TASK SET -
1/ Substitute "orbital debris" for "space debris" in the stretch of the Nicholas George announcement from "George pioneered basic" through "and space debris.", and give that stretch again.
2/ Answer these questions from the Nicholas George announcement:
(a) What professorship has George been named to?
(b) What detector did he invent for robotic vision?
(c) In what department, besides the Institute of Optics, is he also a professor?

GIVEN TEXT -

Nicholas George, professor at the Institute of Optics at the University of Rochester, has been named Wilson Professor of Electronic Imaging.
George pioneered basic research in holography with the discovery of the holographic stereogram -- a method for converting a sequence of photographs (such as the widely known holograms of a cascading waterfall or a woman blowing a kiss) into a hologram. For robotic vision he invented the ring-wedge photodetector and developed the first robot vision device to sort medical X-rays and photographs of dogs vs. cats, a long-standing challenge in the field. Today this research continues in the automatic recognition of faces, fingerprints, and sizing of particles in collaboration with scientists and doctoral scholars at the Institute of Optics.
George was the first to develop a theory for the space and wavelength dependence of speckle; the theory is being applied to remote sensing of satellites and space debris.
George, who is also a professor in the Department of Electrical Engineering, has helped to make the University and the City of Rochester leaders in optoelectronics and imaging.

RECORDS SUPPLIED -
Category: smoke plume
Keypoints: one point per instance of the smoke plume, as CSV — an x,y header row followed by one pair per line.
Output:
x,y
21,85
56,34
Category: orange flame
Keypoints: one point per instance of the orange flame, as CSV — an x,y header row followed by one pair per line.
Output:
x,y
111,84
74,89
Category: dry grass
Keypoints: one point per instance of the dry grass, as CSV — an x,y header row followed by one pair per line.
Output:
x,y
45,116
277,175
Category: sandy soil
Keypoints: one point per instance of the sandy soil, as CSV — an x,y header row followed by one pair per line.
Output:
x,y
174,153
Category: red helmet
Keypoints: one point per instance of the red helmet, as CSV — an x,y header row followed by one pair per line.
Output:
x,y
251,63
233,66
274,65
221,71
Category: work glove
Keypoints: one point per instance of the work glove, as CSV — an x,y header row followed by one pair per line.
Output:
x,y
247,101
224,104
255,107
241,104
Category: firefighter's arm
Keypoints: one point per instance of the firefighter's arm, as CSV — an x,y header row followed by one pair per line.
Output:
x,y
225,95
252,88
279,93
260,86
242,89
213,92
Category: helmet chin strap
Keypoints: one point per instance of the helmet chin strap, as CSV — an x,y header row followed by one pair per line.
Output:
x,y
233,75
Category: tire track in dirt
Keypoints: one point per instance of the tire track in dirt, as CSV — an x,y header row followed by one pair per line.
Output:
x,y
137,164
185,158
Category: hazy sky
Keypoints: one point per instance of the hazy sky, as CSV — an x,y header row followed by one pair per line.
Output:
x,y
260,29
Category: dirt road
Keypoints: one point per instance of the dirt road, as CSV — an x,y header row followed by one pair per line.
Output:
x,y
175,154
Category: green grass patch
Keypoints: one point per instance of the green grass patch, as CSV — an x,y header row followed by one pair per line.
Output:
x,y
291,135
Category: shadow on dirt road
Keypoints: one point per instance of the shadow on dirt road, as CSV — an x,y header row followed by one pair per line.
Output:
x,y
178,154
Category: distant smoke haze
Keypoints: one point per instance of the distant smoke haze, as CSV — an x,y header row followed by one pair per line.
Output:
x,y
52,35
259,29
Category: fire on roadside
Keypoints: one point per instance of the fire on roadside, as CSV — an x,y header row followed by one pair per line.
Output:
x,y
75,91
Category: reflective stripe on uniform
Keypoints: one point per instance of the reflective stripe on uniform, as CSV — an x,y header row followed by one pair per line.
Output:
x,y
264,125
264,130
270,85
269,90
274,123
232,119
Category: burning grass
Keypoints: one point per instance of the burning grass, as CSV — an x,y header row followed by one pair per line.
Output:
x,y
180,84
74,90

SOLUTIONS PER TASK -
1/
George pioneered basic research in holography with the discovery of the holographic stereogram -- a method for converting a sequence of photographs (such as the widely known holograms of a cascading waterfall or a woman blowing a kiss) into a hologram. For robotic vision he invented the ring-wedge photodetector and developed the first robot vision device to sort medical X-rays and photographs of dogs vs. cats, a long-standing challenge in the field. Today this research continues in the automatic recognition of faces, fingerprints, and sizing of particles in collaboration with scientists and doctoral scholars at the Institute of Optics.
George was the first to develop a theory for the space and wavelength dependence of speckle; the theory is being applied to remote sensing of satellites and orbital debris.

2/
(a) Wilson Professor of Electronic Imaging
(b) The ring-wedge photodetector
(c) The Department of Electrical Engineering